### WHAT TO DO
State how many lines in the items below contain the word "advertising". Reply with the number alone.

### EXERCISE INPUT
********************

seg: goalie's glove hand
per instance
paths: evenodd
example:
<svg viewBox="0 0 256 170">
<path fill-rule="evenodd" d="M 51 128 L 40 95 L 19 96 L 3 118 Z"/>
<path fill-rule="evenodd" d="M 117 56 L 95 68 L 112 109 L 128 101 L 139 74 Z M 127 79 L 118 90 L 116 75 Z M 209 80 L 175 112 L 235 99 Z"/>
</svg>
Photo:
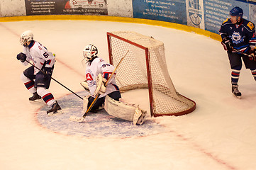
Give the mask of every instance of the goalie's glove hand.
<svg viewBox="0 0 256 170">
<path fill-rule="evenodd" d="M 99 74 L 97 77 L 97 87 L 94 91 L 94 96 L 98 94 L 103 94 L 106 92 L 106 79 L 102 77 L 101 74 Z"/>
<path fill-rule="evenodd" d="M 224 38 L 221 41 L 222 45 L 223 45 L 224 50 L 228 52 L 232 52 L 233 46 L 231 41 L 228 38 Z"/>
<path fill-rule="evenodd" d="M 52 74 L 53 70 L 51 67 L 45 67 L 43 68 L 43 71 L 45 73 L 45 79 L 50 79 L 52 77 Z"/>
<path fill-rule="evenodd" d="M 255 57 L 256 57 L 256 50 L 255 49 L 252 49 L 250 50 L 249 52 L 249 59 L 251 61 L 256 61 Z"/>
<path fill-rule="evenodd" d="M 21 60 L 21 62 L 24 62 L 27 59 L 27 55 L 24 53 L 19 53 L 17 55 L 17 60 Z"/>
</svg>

********************

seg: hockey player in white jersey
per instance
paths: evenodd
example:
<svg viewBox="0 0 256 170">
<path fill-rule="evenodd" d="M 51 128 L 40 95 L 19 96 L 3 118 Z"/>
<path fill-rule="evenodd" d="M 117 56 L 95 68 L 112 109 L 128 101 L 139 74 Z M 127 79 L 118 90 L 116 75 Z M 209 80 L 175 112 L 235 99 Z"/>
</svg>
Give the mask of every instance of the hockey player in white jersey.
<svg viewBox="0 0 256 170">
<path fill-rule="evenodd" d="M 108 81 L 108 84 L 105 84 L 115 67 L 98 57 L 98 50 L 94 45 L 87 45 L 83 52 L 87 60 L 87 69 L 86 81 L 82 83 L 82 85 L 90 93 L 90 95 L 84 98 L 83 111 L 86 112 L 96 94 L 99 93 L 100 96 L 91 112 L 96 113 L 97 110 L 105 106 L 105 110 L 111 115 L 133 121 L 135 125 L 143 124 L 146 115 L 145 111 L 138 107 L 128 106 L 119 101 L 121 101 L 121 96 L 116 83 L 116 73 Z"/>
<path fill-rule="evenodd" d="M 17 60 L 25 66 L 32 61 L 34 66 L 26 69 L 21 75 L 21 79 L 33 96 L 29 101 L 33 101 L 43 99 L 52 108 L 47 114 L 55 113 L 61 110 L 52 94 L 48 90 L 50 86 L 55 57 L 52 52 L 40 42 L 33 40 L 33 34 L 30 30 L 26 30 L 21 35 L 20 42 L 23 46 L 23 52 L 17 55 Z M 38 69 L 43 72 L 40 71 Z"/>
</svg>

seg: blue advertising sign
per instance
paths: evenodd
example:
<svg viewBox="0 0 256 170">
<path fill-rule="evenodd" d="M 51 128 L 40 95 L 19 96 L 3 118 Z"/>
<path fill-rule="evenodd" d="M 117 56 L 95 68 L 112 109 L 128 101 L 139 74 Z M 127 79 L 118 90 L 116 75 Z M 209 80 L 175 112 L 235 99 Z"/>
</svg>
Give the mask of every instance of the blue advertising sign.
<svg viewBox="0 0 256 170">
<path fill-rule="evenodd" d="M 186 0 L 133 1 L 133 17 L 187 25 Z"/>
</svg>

********************

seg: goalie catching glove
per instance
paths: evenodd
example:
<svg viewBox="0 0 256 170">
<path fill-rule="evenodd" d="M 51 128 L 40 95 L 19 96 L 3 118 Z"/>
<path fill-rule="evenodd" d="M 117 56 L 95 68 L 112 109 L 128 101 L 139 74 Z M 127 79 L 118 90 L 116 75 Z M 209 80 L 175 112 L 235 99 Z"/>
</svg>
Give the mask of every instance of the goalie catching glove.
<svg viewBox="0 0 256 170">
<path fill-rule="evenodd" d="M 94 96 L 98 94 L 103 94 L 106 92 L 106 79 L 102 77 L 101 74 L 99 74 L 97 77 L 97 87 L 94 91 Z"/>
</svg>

********************

### THE OUTPUT
2